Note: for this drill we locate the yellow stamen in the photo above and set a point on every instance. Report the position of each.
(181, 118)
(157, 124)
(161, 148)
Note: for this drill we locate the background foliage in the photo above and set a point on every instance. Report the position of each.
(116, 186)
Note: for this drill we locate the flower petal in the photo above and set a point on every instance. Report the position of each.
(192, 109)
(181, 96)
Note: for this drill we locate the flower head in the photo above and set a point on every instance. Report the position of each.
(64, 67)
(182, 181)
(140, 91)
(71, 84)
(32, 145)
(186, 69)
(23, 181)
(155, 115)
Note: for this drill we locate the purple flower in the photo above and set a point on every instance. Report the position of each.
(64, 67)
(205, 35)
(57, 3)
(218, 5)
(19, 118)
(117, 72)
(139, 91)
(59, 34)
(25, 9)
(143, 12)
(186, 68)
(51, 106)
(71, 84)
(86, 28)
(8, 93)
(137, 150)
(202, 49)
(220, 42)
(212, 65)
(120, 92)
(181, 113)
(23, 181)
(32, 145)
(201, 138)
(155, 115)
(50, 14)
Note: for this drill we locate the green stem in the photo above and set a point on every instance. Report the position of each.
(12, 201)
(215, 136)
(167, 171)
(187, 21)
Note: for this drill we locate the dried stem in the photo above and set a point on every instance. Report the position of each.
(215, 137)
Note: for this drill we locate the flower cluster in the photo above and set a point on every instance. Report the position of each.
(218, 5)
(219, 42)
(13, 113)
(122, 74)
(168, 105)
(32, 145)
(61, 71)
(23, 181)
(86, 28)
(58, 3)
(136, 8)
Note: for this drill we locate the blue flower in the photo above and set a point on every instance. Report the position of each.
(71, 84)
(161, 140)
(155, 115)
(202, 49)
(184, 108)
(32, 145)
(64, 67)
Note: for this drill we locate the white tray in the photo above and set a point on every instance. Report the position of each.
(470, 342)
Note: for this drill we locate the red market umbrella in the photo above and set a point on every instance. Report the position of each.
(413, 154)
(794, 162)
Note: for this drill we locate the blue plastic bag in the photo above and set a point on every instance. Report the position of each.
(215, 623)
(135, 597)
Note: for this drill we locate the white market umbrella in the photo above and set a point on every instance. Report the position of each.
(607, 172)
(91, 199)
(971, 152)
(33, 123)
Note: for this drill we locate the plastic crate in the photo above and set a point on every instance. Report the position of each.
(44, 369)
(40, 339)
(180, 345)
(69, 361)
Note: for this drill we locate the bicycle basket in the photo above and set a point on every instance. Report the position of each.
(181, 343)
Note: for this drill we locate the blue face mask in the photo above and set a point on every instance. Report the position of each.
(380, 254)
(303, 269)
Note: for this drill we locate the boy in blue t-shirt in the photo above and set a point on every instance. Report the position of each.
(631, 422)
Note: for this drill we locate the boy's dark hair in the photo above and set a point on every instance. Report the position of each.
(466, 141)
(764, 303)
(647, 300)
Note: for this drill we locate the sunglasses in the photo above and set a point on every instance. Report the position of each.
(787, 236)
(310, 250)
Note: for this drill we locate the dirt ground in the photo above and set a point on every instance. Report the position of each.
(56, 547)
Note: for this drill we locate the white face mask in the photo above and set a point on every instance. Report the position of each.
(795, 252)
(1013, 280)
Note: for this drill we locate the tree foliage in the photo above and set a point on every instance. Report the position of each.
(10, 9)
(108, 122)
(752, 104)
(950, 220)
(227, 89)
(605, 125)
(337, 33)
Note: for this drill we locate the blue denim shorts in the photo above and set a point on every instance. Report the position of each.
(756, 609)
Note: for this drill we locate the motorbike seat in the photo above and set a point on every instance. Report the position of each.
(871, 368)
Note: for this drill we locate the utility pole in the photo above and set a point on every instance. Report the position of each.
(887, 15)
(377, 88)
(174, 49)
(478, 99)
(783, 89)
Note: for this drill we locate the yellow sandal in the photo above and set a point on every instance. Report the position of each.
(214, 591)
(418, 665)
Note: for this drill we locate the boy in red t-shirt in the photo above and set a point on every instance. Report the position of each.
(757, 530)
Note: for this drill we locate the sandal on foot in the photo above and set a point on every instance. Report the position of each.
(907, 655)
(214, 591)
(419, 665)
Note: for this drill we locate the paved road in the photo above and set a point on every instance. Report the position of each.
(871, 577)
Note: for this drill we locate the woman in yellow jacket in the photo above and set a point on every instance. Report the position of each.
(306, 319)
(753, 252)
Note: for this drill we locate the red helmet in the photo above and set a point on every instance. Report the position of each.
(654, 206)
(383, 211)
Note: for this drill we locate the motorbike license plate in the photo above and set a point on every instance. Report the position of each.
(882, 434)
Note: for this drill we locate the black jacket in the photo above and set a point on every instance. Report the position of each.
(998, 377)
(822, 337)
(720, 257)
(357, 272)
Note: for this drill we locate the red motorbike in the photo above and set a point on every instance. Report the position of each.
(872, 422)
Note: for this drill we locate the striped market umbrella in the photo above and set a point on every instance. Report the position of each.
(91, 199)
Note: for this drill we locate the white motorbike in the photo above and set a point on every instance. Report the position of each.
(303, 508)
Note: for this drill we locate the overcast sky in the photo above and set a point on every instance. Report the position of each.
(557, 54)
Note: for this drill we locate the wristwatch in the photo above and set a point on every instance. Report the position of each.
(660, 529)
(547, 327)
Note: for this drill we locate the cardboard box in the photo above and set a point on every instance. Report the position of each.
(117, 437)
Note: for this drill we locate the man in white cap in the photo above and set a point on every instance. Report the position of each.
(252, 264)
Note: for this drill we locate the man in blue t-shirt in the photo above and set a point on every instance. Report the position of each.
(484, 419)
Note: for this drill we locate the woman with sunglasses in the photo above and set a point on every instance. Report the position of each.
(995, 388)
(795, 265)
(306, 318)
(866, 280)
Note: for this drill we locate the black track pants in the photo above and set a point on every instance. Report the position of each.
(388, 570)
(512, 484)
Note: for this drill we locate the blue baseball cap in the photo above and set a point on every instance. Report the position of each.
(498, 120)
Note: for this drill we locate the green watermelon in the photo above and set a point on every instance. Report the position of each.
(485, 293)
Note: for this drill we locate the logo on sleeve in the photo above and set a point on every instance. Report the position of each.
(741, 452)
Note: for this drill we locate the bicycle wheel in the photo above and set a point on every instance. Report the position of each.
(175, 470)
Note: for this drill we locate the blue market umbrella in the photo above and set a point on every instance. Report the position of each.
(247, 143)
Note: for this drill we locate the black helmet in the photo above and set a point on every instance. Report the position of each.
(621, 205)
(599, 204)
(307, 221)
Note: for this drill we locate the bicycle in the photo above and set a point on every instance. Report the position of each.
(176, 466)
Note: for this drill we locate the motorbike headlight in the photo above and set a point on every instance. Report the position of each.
----------------------------------------
● WHAT TO WORK ON: Quote all of the rows above word for word, from the first one to the last.

● RIGHT ANSWER:
Note: for this drill we locate the yellow stamen in the photo above and set a point on every instance. Report the position of each.
(181, 118)
(157, 124)
(161, 148)
Note: for this drill we locate the background foliage in the photo above and set a point on every instance. Report the position of each.
(116, 186)
Note: for this drill we locate the flower petal in the photo above and set a point on every instance. Report the position of each.
(192, 109)
(181, 96)
Note: for this drill we locate the flower head in the photo above and set a point on every instance. Report the position of each.
(64, 67)
(182, 181)
(140, 91)
(71, 84)
(32, 145)
(186, 69)
(23, 181)
(155, 115)
Note: for this drill we locate the purple flower in the photo above and set a point on every instance. Report the position of each.
(64, 67)
(205, 35)
(57, 3)
(218, 5)
(19, 118)
(117, 72)
(139, 91)
(59, 34)
(25, 9)
(143, 12)
(186, 68)
(51, 106)
(71, 84)
(86, 28)
(8, 93)
(137, 150)
(202, 49)
(220, 42)
(212, 65)
(120, 92)
(181, 113)
(23, 181)
(32, 145)
(201, 138)
(155, 115)
(50, 14)
Note: for this drill we locate the green stem in the photo above and set a point on every instance. Report the position of each.
(12, 201)
(215, 136)
(167, 171)
(187, 21)
Note: for this drill we locate the dried stem in the photo above and set a point on every instance. Report the position of each.
(215, 137)
Note: for this drill we locate the flower cluster in the photo above and set a point on every instance. Report the position of each.
(218, 5)
(219, 42)
(13, 113)
(122, 74)
(168, 105)
(32, 145)
(61, 71)
(23, 181)
(86, 28)
(58, 3)
(136, 8)
Note: for this drill we locate the blue flower in the photo above and set a point on every instance. Report the position of each.
(71, 84)
(161, 140)
(155, 115)
(202, 49)
(184, 108)
(32, 145)
(64, 67)
Note: for this drill we locate the white tray in the photo above and set a point on every instance. Report the position of each.
(470, 342)
Note: for this drill we locate the red market umbrella in the photo above and set a point on every instance. Report the position of each.
(413, 154)
(794, 162)
Note: for this drill we locate the blue plastic bag in the photo above and set a point on every instance. Report the position of each.
(215, 623)
(135, 597)
Note: for this drill we locate the white market umbrella in the photo above and set a point on every instance. Report the position of each.
(607, 172)
(91, 199)
(971, 152)
(33, 123)
Note: for this drill we locate the plastic crate in the photo above and set a point on every instance. Report the position of each.
(44, 369)
(40, 339)
(180, 345)
(69, 361)
Note: for this drill we locate the bicycle basket in the photo above and set a point on every instance. Report the position of each.
(181, 343)
Note: for this drill we locate the blue face mask in the photo above and set a point on every instance. Report the position of each.
(380, 254)
(303, 269)
Note: for this drill we locate the boy in blue t-shirt in the photo above and set a point on every instance. Report the position of each.
(631, 422)
Note: for this drill we locate the boy's dark hair in the photo above and set a point on every instance. Report the position of each.
(466, 141)
(764, 303)
(647, 300)
Note: for this drill we locate the sunglasses in the photo above and set a point on every instance. Report the position of each.
(787, 236)
(310, 250)
Note: for this drill we locate the dirt ground in the photo above and set a point on every instance. Report the position of each.
(56, 547)
Note: for this drill we locate the white face mask in the photo above and set a point on every instance. Report the position of each.
(795, 252)
(1013, 280)
Note: for this drill we locate the tree foliage in the photo above and set a point on every instance. Report the position of each.
(10, 9)
(108, 122)
(752, 104)
(950, 220)
(227, 89)
(605, 125)
(337, 33)
Note: for this drill we locate the blue denim shorts in the photo above and set a point on every instance. Report the position of each.
(756, 609)
Note: for this drill we locate the motorbike seat in the photo above and set a point on every instance. Report the position of each.
(871, 368)
Note: for this drill we locate the utility pole in the photo above and set a point on every instance. Report the position of each.
(887, 15)
(377, 88)
(174, 49)
(478, 99)
(783, 89)
Note: for this drill we locate the yellow sandal in the photo above and set a point on every instance. Report the position of each.
(214, 591)
(418, 665)
Note: for this drill we locate the boy in red t-shirt in the photo above and set a point on every instance. Report the position of each.
(757, 530)
Note: for this drill we locate the sandal on foot in the photo above and set a point on every instance. Report the position of each.
(907, 655)
(214, 591)
(419, 665)
Note: for this drill we locate the paved road in the photo above and set a point on every instance. Report the position of each.
(871, 577)
Note: for this drill we locate the woman in yellow jacket in the photo above and set a point on every instance. Report the position of each.
(306, 319)
(753, 252)
Note: for this drill we locate the red helmet in the photo above and set a point on every instance. Report the position of each.
(654, 206)
(383, 211)
Note: for this drill we locate the motorbike license plate in the photo above and set a point on every instance. Report the position of each.
(882, 434)
Note: for this drill we locate the black jacket in the photo above and set a point on every instance. Report the position of each.
(998, 377)
(822, 337)
(720, 257)
(357, 272)
Note: for this drill we locate the red motorbike in the photo above and set a point on every instance. Report the position of each.
(872, 422)
Note: for this drill we locate the striped market umbrella in the photo above and set a point on every instance. Report the position of each.
(91, 199)
Note: for this drill we locate the white motorbike in the photo above and set a point on every instance. Report the position of each.
(303, 508)
Note: for this drill we locate the overcast sky in the photo above and set a point on every instance. Report the position of each.
(557, 54)
Note: for this drill we locate the wristwatch in the photo above and set a point on every instance. Report the position of each.
(660, 529)
(547, 327)
Note: for this drill we locate the cardboard box in the photo above and set a point on every instance. Report the position of each.
(117, 437)
Note: for this drill we locate the man in white cap in the photo above and set a point on every instance. Report the position of each.
(252, 264)
Note: for this drill we locate the man in blue t-shirt in the photo above and set a point on every instance. Report the position of each.
(484, 419)
Note: for this drill we locate the woman with sunglasses in the photo above and set a point on every instance. Report the position of each.
(995, 388)
(795, 265)
(306, 318)
(866, 280)
Note: for this drill we locate the black track pants in the photo above and set a point on every instance. Report the position of each.
(388, 570)
(512, 484)
Note: for this drill we locate the blue baseball cap in the photo above and set a point on every instance. Report the position of each.
(498, 120)
Note: for this drill we locate the green watermelon in the photo above and set a point on every instance. Report the position of each.
(485, 293)
Note: for this drill we locate the logo on sleeve in the photo above and set a point on every instance. Report the position of each.
(741, 452)
Note: for this drill we locate the bicycle wheel in the photo above and set a point on every instance. Report the position of each.
(175, 470)
Note: for this drill we locate the blue market umbrella in the photo above and set a point on every instance. Report the position of each.
(247, 143)
Note: for this drill we locate the black helmet in the photo above and set a point on every instance. Report the position of each.
(621, 205)
(599, 204)
(307, 221)
Note: for this drill we locate the bicycle in the photo above and set a point on every instance. Report the position of each.
(176, 466)
Note: for this drill we locate the motorbike headlight in the photo above and set a point on every instance. Report the position of each.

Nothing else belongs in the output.